# Work required
Print the rows below without any change, starting at the line that contains "of the child's" and continuing through the last line of the rows, with both of those lines included.

>> Begin Records shown

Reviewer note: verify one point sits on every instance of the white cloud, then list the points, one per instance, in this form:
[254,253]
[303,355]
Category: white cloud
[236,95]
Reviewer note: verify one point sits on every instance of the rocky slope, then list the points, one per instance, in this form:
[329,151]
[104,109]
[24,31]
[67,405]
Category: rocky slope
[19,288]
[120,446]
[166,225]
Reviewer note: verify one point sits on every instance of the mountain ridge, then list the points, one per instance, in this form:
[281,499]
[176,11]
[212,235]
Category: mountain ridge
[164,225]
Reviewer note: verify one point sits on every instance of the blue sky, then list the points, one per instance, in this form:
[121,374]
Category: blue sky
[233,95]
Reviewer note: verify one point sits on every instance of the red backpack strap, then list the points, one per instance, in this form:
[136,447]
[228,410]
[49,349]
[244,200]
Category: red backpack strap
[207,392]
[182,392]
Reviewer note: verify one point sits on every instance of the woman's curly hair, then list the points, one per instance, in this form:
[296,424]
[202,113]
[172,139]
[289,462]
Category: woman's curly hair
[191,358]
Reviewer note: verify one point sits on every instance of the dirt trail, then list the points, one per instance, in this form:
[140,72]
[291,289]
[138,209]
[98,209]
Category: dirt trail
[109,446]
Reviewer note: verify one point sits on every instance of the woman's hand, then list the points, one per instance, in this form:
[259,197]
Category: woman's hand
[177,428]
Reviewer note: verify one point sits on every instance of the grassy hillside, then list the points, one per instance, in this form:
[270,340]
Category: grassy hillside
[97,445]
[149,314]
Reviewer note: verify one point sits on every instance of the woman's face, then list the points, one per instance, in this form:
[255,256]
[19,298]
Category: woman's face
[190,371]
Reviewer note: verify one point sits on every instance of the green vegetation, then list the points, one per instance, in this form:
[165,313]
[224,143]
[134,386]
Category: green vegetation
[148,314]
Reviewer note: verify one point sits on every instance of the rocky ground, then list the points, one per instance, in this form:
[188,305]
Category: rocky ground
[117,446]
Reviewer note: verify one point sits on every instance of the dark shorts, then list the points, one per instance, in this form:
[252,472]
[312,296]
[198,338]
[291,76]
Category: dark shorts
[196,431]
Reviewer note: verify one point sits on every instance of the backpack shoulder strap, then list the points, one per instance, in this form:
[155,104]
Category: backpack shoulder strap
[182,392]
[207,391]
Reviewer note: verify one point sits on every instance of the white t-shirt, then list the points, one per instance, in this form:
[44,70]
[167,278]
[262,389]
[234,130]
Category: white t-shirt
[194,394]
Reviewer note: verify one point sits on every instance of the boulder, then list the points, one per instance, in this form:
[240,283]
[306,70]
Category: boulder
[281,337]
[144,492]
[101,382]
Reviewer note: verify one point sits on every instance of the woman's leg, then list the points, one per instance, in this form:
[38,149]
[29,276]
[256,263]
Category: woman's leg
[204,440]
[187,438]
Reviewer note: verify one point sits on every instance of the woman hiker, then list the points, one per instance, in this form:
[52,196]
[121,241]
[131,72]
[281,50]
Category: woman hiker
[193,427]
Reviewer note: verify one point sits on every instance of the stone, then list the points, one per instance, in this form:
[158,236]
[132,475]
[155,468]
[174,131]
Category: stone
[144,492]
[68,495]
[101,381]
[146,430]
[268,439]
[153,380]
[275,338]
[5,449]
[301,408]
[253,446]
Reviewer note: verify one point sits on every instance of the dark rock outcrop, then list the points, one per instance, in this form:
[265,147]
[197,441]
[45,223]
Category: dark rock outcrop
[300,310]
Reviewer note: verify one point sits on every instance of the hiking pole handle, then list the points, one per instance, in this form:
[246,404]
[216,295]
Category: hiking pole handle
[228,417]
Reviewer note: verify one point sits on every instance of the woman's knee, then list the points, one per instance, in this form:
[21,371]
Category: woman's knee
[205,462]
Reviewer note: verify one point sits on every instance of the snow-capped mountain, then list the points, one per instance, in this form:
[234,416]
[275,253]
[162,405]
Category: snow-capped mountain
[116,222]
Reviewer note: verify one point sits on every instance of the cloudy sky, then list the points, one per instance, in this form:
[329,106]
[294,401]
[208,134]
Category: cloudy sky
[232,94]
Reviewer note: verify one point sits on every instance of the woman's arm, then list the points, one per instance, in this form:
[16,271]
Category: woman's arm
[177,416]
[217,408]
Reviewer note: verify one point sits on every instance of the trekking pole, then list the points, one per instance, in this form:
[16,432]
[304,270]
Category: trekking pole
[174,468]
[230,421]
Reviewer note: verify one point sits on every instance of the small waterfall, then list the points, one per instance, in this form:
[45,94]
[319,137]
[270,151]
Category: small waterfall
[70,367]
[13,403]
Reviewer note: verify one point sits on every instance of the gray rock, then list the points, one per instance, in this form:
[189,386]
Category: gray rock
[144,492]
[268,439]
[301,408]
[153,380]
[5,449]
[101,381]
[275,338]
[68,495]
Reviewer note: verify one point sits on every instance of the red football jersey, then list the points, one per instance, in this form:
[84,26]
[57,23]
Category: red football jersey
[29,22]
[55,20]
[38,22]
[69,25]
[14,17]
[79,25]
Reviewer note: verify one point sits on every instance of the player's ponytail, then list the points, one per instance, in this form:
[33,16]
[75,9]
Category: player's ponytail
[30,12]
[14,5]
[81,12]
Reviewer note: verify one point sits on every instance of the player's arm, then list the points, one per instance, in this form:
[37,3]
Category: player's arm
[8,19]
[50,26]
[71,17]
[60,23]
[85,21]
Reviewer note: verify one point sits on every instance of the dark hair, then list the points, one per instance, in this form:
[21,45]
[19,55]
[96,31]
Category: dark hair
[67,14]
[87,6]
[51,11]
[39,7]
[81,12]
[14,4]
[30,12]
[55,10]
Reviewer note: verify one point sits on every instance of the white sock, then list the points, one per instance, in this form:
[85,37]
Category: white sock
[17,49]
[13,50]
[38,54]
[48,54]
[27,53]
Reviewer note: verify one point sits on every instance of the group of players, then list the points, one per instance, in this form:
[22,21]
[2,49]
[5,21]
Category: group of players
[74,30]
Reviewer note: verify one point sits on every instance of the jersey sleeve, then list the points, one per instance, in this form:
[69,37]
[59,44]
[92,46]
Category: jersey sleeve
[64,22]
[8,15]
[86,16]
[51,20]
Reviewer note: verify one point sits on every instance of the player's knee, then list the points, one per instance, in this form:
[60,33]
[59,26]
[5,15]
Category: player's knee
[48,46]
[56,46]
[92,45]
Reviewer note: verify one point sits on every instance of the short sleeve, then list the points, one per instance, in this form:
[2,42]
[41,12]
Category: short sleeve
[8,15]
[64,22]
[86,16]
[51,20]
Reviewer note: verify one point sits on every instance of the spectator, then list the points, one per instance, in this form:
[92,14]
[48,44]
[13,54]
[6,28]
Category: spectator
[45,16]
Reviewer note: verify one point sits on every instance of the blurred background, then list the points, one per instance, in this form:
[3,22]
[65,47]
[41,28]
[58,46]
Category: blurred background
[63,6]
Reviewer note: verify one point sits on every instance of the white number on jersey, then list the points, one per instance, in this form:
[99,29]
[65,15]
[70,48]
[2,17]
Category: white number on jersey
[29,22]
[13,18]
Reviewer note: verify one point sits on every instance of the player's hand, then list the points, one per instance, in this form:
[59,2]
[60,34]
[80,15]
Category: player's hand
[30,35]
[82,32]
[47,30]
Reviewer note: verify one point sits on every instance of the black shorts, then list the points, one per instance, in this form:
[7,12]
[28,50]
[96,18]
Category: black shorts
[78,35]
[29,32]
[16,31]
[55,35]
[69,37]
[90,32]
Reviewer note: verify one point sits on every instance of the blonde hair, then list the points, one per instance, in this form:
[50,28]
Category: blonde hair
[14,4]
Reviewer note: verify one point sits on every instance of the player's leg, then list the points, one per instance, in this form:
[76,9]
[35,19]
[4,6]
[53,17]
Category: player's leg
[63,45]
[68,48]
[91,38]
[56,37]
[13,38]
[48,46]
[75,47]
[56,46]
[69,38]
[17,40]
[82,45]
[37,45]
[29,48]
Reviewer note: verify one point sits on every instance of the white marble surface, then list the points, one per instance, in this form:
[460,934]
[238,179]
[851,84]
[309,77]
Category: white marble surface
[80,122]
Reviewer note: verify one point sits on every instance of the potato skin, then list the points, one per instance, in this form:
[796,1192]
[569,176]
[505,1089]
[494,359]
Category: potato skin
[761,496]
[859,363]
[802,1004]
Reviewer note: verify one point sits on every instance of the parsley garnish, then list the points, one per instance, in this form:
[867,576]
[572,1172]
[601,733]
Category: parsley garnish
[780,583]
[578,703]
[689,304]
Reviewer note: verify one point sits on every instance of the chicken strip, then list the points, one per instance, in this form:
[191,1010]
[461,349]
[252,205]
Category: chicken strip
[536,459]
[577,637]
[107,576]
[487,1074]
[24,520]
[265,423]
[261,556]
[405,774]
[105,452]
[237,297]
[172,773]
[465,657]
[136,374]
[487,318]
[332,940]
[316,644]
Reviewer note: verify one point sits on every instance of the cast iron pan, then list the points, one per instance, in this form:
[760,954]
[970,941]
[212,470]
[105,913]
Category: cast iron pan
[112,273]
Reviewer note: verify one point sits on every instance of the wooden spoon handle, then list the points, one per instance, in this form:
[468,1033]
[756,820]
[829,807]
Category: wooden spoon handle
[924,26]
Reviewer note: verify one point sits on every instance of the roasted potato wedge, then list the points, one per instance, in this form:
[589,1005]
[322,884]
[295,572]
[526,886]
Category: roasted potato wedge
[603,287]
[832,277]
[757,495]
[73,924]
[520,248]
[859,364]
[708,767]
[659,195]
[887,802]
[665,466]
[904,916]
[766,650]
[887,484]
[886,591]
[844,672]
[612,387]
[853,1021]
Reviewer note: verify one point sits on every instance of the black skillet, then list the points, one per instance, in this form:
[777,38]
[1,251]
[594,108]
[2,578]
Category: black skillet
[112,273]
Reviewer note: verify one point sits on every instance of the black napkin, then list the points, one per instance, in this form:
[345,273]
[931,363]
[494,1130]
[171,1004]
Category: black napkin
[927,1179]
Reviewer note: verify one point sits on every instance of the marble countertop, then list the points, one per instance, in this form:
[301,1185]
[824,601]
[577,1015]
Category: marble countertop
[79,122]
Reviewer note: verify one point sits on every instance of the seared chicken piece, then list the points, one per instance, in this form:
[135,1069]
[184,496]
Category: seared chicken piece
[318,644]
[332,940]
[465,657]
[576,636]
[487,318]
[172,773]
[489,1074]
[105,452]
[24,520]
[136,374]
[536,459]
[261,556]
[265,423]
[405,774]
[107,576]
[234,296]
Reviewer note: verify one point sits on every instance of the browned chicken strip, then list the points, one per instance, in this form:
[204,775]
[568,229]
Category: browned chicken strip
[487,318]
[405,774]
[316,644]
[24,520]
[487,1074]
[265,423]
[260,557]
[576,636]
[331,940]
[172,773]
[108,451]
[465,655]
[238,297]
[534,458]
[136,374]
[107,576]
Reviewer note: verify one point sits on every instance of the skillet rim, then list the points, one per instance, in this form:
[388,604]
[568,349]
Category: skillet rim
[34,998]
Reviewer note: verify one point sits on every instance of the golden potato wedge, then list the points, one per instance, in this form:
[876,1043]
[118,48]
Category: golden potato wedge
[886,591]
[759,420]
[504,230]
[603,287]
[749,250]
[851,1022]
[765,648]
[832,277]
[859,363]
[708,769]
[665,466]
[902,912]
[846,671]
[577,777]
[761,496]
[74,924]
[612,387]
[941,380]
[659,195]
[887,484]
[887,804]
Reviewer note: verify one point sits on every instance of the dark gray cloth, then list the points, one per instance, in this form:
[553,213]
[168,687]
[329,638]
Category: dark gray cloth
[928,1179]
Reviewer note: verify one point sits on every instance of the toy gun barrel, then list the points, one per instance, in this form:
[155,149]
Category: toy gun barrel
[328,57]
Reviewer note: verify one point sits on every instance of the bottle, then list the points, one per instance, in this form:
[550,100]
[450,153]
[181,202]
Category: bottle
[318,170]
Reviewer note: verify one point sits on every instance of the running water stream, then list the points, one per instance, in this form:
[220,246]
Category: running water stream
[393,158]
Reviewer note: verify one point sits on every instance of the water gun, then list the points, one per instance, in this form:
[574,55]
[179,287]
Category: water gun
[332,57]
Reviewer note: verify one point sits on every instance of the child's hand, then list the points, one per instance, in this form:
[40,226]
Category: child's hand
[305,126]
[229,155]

>> End Records shown

# Final result
Reviewer note: verify one point sits on every instance of the child's hand, then list the points, one per instance, in this form:
[40,226]
Category: child's hand
[305,126]
[229,155]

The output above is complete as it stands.